(Excerpts from segmentation records)
━━━━━━━━━━
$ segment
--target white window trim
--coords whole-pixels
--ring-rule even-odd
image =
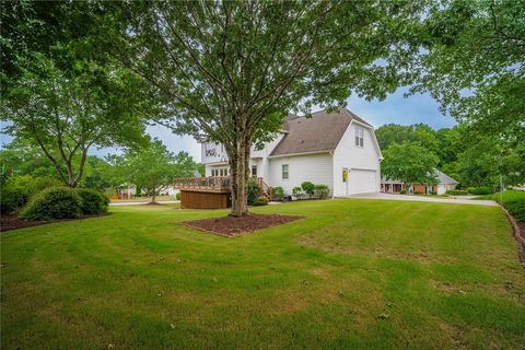
[[[353,132],[353,145],[360,149],[364,148],[364,129],[363,128],[355,127],[355,131]]]
[[[287,178],[284,178],[284,166],[287,166]],[[281,164],[281,179],[283,182],[290,180],[290,164]]]

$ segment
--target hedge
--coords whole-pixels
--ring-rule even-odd
[[[109,200],[104,194],[88,188],[79,188],[77,192],[82,198],[83,214],[98,214],[107,211]]]
[[[448,189],[445,195],[451,195],[451,196],[467,196],[468,191],[464,189]]]
[[[492,190],[490,189],[490,187],[468,187],[467,191],[471,195],[478,195],[478,196],[492,194]]]
[[[71,188],[51,187],[35,195],[20,213],[30,220],[77,219],[82,215],[82,198]]]

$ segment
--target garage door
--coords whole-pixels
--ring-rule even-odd
[[[350,170],[348,176],[349,195],[377,191],[376,171]]]

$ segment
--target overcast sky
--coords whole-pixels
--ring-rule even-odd
[[[450,116],[444,116],[439,110],[439,104],[429,95],[415,95],[405,98],[405,89],[399,89],[385,101],[366,102],[363,98],[352,96],[348,100],[348,109],[369,121],[375,128],[385,124],[411,125],[424,122],[434,129],[450,128],[455,121]],[[315,112],[315,110],[314,110]],[[195,160],[200,162],[200,145],[191,137],[173,135],[168,129],[161,126],[148,128],[152,137],[164,142],[168,150],[188,152]],[[1,135],[2,144],[10,141],[5,135]],[[92,154],[105,155],[114,150],[93,150]]]

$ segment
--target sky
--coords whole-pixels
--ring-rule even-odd
[[[384,101],[368,102],[364,98],[351,96],[348,100],[347,108],[374,128],[390,122],[400,125],[424,122],[434,129],[451,128],[456,125],[452,117],[445,116],[439,110],[440,105],[429,94],[418,94],[405,98],[406,91],[406,89],[399,89]],[[186,151],[194,159],[200,161],[200,145],[191,137],[173,135],[162,126],[150,127],[148,131],[152,137],[162,140],[168,150]]]
[[[400,125],[424,122],[434,129],[441,129],[453,127],[456,124],[452,117],[445,116],[439,110],[439,104],[430,95],[418,94],[404,97],[406,91],[406,89],[399,89],[384,101],[368,102],[364,98],[351,96],[348,100],[347,108],[370,122],[374,128],[390,122]],[[159,138],[170,151],[175,153],[186,151],[200,162],[200,144],[194,138],[174,135],[170,129],[162,126],[150,126],[148,132],[152,137]],[[3,133],[0,137],[2,144],[10,141],[10,138]],[[116,152],[115,149],[93,149],[91,154],[103,156],[114,152]]]

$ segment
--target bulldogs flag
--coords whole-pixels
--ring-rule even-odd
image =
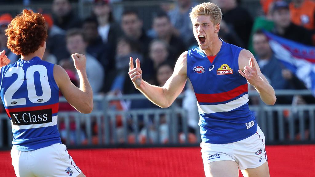
[[[264,32],[277,58],[315,96],[315,47]]]

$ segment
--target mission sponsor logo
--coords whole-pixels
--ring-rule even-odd
[[[206,71],[206,69],[202,66],[197,66],[194,68],[194,71],[198,74],[203,73]]]
[[[51,109],[10,112],[12,122],[14,125],[25,125],[51,122]]]
[[[219,154],[210,154],[208,156],[208,160],[220,158],[220,155]]]
[[[223,74],[231,74],[233,73],[233,70],[231,69],[229,66],[226,64],[223,64],[217,70],[217,74],[222,75]]]

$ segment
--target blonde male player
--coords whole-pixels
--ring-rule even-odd
[[[199,47],[183,53],[173,75],[162,87],[142,80],[140,61],[129,74],[135,86],[163,108],[191,81],[200,115],[202,157],[207,177],[267,177],[269,171],[265,136],[248,108],[247,82],[265,103],[276,102],[274,91],[249,51],[219,38],[222,13],[213,3],[196,6],[190,14]],[[242,72],[243,71],[243,72]]]
[[[4,51],[0,53],[0,94],[13,134],[12,164],[18,177],[84,177],[61,143],[57,118],[60,90],[80,112],[93,109],[86,59],[78,54],[72,56],[80,78],[79,88],[61,66],[42,60],[45,24],[40,14],[23,10],[5,31],[8,47],[21,58],[7,65],[9,60]]]

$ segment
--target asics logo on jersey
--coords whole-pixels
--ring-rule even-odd
[[[212,70],[213,69],[213,68],[215,68],[215,66],[212,65],[212,66],[211,66],[211,67],[210,67],[210,68],[209,68],[209,71],[212,71]]]
[[[208,156],[208,160],[220,158],[220,155],[219,154],[210,154]]]
[[[261,154],[262,152],[262,151],[261,149],[260,149],[259,150],[258,150],[258,151],[255,152],[255,153],[256,154],[256,155],[258,156],[259,154]]]
[[[51,122],[51,109],[10,112],[12,122],[14,125],[25,125]]]
[[[222,75],[223,74],[231,74],[233,73],[233,70],[231,69],[229,66],[226,64],[223,64],[217,70],[217,74]]]
[[[205,71],[206,69],[202,66],[197,66],[194,68],[194,71],[198,74],[203,73]]]

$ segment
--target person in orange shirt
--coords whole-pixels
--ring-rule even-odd
[[[289,7],[292,22],[309,30],[315,29],[315,2],[310,0],[293,0]]]

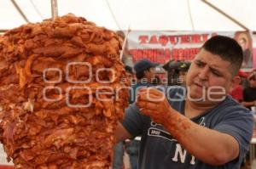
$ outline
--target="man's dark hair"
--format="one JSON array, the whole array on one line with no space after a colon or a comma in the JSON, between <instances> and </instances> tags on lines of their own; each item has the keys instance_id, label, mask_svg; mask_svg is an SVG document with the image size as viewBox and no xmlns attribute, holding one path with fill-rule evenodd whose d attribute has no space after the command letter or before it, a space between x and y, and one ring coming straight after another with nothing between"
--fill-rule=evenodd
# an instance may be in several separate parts
<instances>
[{"instance_id":1,"label":"man's dark hair","mask_svg":"<svg viewBox=\"0 0 256 169\"><path fill-rule=\"evenodd\" d=\"M230 62L232 76L237 75L242 63L243 54L241 46L235 39L224 36L215 36L207 41L202 48Z\"/></svg>"},{"instance_id":2,"label":"man's dark hair","mask_svg":"<svg viewBox=\"0 0 256 169\"><path fill-rule=\"evenodd\" d=\"M149 70L150 70L150 68L148 68L148 69L144 70L143 71L138 71L138 72L136 72L136 74L135 74L135 75L136 75L136 77L137 77L138 80L143 78L143 77L145 76L145 71Z\"/></svg>"}]
</instances>

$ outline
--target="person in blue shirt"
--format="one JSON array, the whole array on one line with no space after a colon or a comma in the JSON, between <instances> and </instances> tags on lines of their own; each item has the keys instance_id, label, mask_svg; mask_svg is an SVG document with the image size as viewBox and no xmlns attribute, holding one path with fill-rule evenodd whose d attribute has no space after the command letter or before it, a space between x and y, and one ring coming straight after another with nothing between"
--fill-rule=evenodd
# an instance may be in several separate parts
<instances>
[{"instance_id":1,"label":"person in blue shirt","mask_svg":"<svg viewBox=\"0 0 256 169\"><path fill-rule=\"evenodd\" d=\"M115 138L142 135L139 169L239 169L253 120L227 93L242 62L232 38L207 40L191 63L186 87L142 88Z\"/></svg>"},{"instance_id":2,"label":"person in blue shirt","mask_svg":"<svg viewBox=\"0 0 256 169\"><path fill-rule=\"evenodd\" d=\"M142 59L134 65L137 82L131 87L129 103L132 104L137 96L137 91L142 87L152 87L155 80L154 67L159 64L150 62L148 59ZM141 137L136 137L131 140L126 140L125 149L129 155L131 168L137 169Z\"/></svg>"}]
</instances>

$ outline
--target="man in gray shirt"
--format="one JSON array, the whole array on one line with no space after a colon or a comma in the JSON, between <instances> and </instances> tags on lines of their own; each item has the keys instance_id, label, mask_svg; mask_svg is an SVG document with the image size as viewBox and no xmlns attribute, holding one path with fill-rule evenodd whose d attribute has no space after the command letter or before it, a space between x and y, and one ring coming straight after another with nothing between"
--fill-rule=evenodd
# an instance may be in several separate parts
<instances>
[{"instance_id":1,"label":"man in gray shirt","mask_svg":"<svg viewBox=\"0 0 256 169\"><path fill-rule=\"evenodd\" d=\"M233 39L205 42L187 75L187 87L143 88L126 110L116 139L142 135L139 169L239 169L248 150L250 111L227 93L242 62Z\"/></svg>"}]
</instances>

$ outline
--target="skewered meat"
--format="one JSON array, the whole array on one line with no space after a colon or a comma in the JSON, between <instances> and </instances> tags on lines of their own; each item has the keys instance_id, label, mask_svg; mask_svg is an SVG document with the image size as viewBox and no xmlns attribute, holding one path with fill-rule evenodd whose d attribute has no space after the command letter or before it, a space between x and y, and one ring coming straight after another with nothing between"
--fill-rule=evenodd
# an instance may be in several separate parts
<instances>
[{"instance_id":1,"label":"skewered meat","mask_svg":"<svg viewBox=\"0 0 256 169\"><path fill-rule=\"evenodd\" d=\"M15 168L109 168L129 86L118 39L73 14L0 37L0 141Z\"/></svg>"}]
</instances>

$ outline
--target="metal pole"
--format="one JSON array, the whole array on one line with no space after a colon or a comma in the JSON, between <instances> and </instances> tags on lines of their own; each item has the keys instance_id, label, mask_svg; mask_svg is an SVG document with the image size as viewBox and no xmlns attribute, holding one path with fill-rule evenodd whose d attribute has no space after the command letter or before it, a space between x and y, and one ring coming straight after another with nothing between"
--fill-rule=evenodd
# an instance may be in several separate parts
<instances>
[{"instance_id":1,"label":"metal pole","mask_svg":"<svg viewBox=\"0 0 256 169\"><path fill-rule=\"evenodd\" d=\"M15 7L15 8L18 10L20 14L22 16L22 18L25 20L26 23L29 22L28 19L26 18L26 14L23 13L20 6L16 3L15 0L11 0L13 5Z\"/></svg>"},{"instance_id":2,"label":"metal pole","mask_svg":"<svg viewBox=\"0 0 256 169\"><path fill-rule=\"evenodd\" d=\"M51 4L51 18L55 20L58 17L58 3L57 0L50 0Z\"/></svg>"}]
</instances>

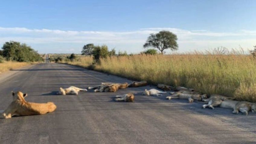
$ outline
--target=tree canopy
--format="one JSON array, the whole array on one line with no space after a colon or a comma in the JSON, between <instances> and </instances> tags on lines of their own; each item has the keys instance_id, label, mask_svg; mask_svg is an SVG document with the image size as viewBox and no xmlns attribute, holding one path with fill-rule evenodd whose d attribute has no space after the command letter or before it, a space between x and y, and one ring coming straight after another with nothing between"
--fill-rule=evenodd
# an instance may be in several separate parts
<instances>
[{"instance_id":1,"label":"tree canopy","mask_svg":"<svg viewBox=\"0 0 256 144\"><path fill-rule=\"evenodd\" d=\"M143 46L144 48L156 48L162 54L164 50L170 49L172 50L178 49L177 36L169 31L163 30L156 34L152 34Z\"/></svg>"},{"instance_id":2,"label":"tree canopy","mask_svg":"<svg viewBox=\"0 0 256 144\"><path fill-rule=\"evenodd\" d=\"M89 43L85 45L82 50L82 55L88 55L90 56L92 55L94 45L93 43Z\"/></svg>"},{"instance_id":3,"label":"tree canopy","mask_svg":"<svg viewBox=\"0 0 256 144\"><path fill-rule=\"evenodd\" d=\"M2 48L2 56L7 60L19 62L42 61L43 58L37 52L25 43L10 41L6 42Z\"/></svg>"}]
</instances>

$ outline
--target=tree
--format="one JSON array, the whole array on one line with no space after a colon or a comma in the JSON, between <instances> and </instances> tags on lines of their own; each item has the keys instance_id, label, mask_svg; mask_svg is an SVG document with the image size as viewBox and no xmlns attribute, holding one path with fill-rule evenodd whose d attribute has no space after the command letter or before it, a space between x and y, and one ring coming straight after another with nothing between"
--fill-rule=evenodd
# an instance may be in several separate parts
<instances>
[{"instance_id":1,"label":"tree","mask_svg":"<svg viewBox=\"0 0 256 144\"><path fill-rule=\"evenodd\" d=\"M166 49L170 48L171 50L178 49L178 44L176 41L177 39L175 34L169 31L163 30L156 34L150 34L143 47L144 48L156 48L163 54Z\"/></svg>"},{"instance_id":2,"label":"tree","mask_svg":"<svg viewBox=\"0 0 256 144\"><path fill-rule=\"evenodd\" d=\"M92 52L93 59L95 62L98 63L100 63L100 59L106 58L109 54L107 46L105 45L94 46Z\"/></svg>"},{"instance_id":3,"label":"tree","mask_svg":"<svg viewBox=\"0 0 256 144\"><path fill-rule=\"evenodd\" d=\"M149 49L146 51L144 52L143 53L147 55L154 55L157 54L157 51L156 50L153 49Z\"/></svg>"},{"instance_id":4,"label":"tree","mask_svg":"<svg viewBox=\"0 0 256 144\"><path fill-rule=\"evenodd\" d=\"M74 59L76 58L76 56L75 54L75 53L73 53L71 54L70 56L68 56L68 58L72 62Z\"/></svg>"},{"instance_id":5,"label":"tree","mask_svg":"<svg viewBox=\"0 0 256 144\"><path fill-rule=\"evenodd\" d=\"M25 43L10 41L4 44L3 56L7 60L19 62L41 61L43 60L37 52Z\"/></svg>"},{"instance_id":6,"label":"tree","mask_svg":"<svg viewBox=\"0 0 256 144\"><path fill-rule=\"evenodd\" d=\"M94 45L93 43L89 43L85 45L83 47L82 50L82 55L88 55L91 56L92 55Z\"/></svg>"}]
</instances>

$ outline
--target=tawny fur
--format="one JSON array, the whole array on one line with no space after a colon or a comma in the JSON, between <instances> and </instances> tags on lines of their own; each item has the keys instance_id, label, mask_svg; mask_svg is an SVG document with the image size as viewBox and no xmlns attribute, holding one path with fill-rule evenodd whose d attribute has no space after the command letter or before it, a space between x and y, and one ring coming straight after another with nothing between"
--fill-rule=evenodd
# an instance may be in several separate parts
<instances>
[{"instance_id":1,"label":"tawny fur","mask_svg":"<svg viewBox=\"0 0 256 144\"><path fill-rule=\"evenodd\" d=\"M147 96L149 96L152 95L153 96L162 96L162 94L167 94L167 93L165 91L158 91L154 88L150 89L149 90L148 90L147 89L145 89L145 91L143 92L143 94L146 95Z\"/></svg>"},{"instance_id":2,"label":"tawny fur","mask_svg":"<svg viewBox=\"0 0 256 144\"><path fill-rule=\"evenodd\" d=\"M146 81L142 81L139 82L133 82L129 85L129 87L139 87L146 86L147 83Z\"/></svg>"},{"instance_id":3,"label":"tawny fur","mask_svg":"<svg viewBox=\"0 0 256 144\"><path fill-rule=\"evenodd\" d=\"M161 84L158 84L157 88L162 90L165 91L171 91L173 89L173 87L171 86L167 85Z\"/></svg>"},{"instance_id":4,"label":"tawny fur","mask_svg":"<svg viewBox=\"0 0 256 144\"><path fill-rule=\"evenodd\" d=\"M56 106L52 102L38 103L27 102L24 98L27 95L20 91L12 92L13 101L2 114L5 118L11 118L14 115L25 116L43 114L52 112Z\"/></svg>"},{"instance_id":5,"label":"tawny fur","mask_svg":"<svg viewBox=\"0 0 256 144\"><path fill-rule=\"evenodd\" d=\"M126 88L128 87L128 83L102 83L101 85L95 87L89 87L90 89L94 89L95 92L115 92L119 89Z\"/></svg>"},{"instance_id":6,"label":"tawny fur","mask_svg":"<svg viewBox=\"0 0 256 144\"><path fill-rule=\"evenodd\" d=\"M171 99L187 99L189 103L193 102L194 100L197 101L202 101L203 100L207 98L206 94L200 94L199 93L188 90L180 91L179 91L170 93L172 94L171 96L166 97L166 99L169 100Z\"/></svg>"},{"instance_id":7,"label":"tawny fur","mask_svg":"<svg viewBox=\"0 0 256 144\"><path fill-rule=\"evenodd\" d=\"M116 96L115 100L117 101L133 102L134 100L134 96L132 93L129 93L121 95L117 95Z\"/></svg>"},{"instance_id":8,"label":"tawny fur","mask_svg":"<svg viewBox=\"0 0 256 144\"><path fill-rule=\"evenodd\" d=\"M74 86L71 86L69 88L60 88L59 90L57 93L57 94L64 95L68 94L77 95L78 94L78 92L80 91L86 91L87 90L85 89L80 88Z\"/></svg>"},{"instance_id":9,"label":"tawny fur","mask_svg":"<svg viewBox=\"0 0 256 144\"><path fill-rule=\"evenodd\" d=\"M256 112L256 104L247 101L240 101L235 105L232 113L237 114L239 111L245 115L248 114L249 111L251 111L253 113Z\"/></svg>"},{"instance_id":10,"label":"tawny fur","mask_svg":"<svg viewBox=\"0 0 256 144\"><path fill-rule=\"evenodd\" d=\"M204 104L203 105L203 108L205 108L206 107L208 107L214 109L214 107L220 107L223 108L231 108L229 107L229 105L234 105L234 103L238 102L235 101L231 101L234 99L234 98L232 97L226 97L219 94L212 94L211 95L210 98L206 99L203 100L203 101L208 102L207 104ZM222 104L223 102L226 100L229 100L230 101L226 101L225 102ZM234 107L231 108L233 108Z\"/></svg>"}]
</instances>

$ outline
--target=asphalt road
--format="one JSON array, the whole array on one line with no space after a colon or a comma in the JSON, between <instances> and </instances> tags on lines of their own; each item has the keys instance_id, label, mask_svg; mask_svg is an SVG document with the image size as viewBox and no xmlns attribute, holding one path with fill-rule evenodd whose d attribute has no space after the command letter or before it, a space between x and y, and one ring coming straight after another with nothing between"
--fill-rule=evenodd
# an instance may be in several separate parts
<instances>
[{"instance_id":1,"label":"asphalt road","mask_svg":"<svg viewBox=\"0 0 256 144\"><path fill-rule=\"evenodd\" d=\"M148 86L115 93L80 92L55 95L60 87L81 88L101 82L130 80L74 66L34 65L0 75L0 110L11 102L12 90L27 93L29 102L53 102L56 111L44 115L0 119L0 143L199 144L256 143L256 114L203 109L202 104L147 97ZM133 103L115 95L139 93Z\"/></svg>"}]
</instances>

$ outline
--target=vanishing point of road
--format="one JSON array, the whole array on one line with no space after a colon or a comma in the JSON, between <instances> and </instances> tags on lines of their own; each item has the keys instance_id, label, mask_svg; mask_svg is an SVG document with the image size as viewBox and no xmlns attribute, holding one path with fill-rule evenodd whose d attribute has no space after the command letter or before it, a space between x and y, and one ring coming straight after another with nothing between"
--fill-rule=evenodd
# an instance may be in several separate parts
<instances>
[{"instance_id":1,"label":"vanishing point of road","mask_svg":"<svg viewBox=\"0 0 256 144\"><path fill-rule=\"evenodd\" d=\"M1 144L256 143L256 114L201 108L198 102L141 94L148 86L114 93L56 94L60 87L81 88L130 80L63 64L33 65L0 75L0 110L11 91L27 93L29 102L53 101L53 113L0 119ZM133 103L113 97L136 93Z\"/></svg>"}]
</instances>

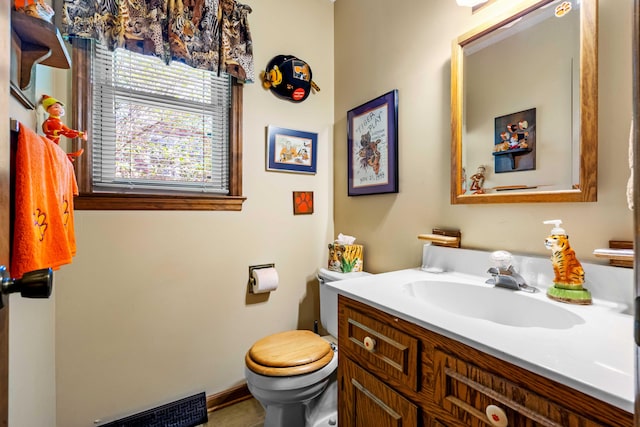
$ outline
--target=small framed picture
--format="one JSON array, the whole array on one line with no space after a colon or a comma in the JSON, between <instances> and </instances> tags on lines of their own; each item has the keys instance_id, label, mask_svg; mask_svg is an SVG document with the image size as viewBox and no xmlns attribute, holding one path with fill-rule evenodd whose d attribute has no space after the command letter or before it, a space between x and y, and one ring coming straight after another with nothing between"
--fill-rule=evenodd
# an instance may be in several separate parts
<instances>
[{"instance_id":1,"label":"small framed picture","mask_svg":"<svg viewBox=\"0 0 640 427\"><path fill-rule=\"evenodd\" d=\"M398 91L347 112L349 196L398 192Z\"/></svg>"},{"instance_id":2,"label":"small framed picture","mask_svg":"<svg viewBox=\"0 0 640 427\"><path fill-rule=\"evenodd\" d=\"M267 127L267 170L316 173L318 134Z\"/></svg>"},{"instance_id":3,"label":"small framed picture","mask_svg":"<svg viewBox=\"0 0 640 427\"><path fill-rule=\"evenodd\" d=\"M313 213L313 191L293 192L293 214L310 215Z\"/></svg>"}]
</instances>

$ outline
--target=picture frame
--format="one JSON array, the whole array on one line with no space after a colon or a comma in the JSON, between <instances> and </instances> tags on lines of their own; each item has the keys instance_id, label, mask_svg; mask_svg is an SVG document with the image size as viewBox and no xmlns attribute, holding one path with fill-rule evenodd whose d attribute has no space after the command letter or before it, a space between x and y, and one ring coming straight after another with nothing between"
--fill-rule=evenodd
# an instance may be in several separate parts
━━━━━━━━━━
• What the task asks:
Convert everything from the start of the entries down to the line containing "[[[350,170],[348,176],[349,195],[377,191],[376,171]]]" into a two-column CSV with the header `command,polygons`. Each entry gets one row, with its text and its answer in separate quoted fields and line breaks replaced by spaces. Leave out the pictures.

• Worked solution:
command,polygons
"$ segment --target white window trim --coords whole-pixels --ring-rule even-odd image =","[[[353,132],[353,145],[360,149],[364,148],[364,129],[363,128],[355,127],[355,131]]] [[[287,178],[284,178],[284,166],[287,166]],[[281,164],[281,179],[283,182],[290,180],[290,164]]]"
"$ segment --target hedge --coords whole-pixels --ring-rule even-odd","[[[109,200],[104,194],[88,188],[79,188],[77,192],[82,198],[83,214],[98,214],[107,211]]] [[[448,189],[445,195],[451,195],[451,196],[467,196],[468,191],[464,189]]] [[[492,190],[490,189],[490,187],[468,187],[467,191],[471,195],[478,195],[478,196],[492,194]]] [[[71,188],[51,187],[35,195],[20,213],[30,220],[77,219],[82,215],[82,198]]]"
"$ segment --target garage door --coords whole-pixels --ring-rule even-odd","[[[350,170],[348,176],[349,195],[377,191],[376,171]]]"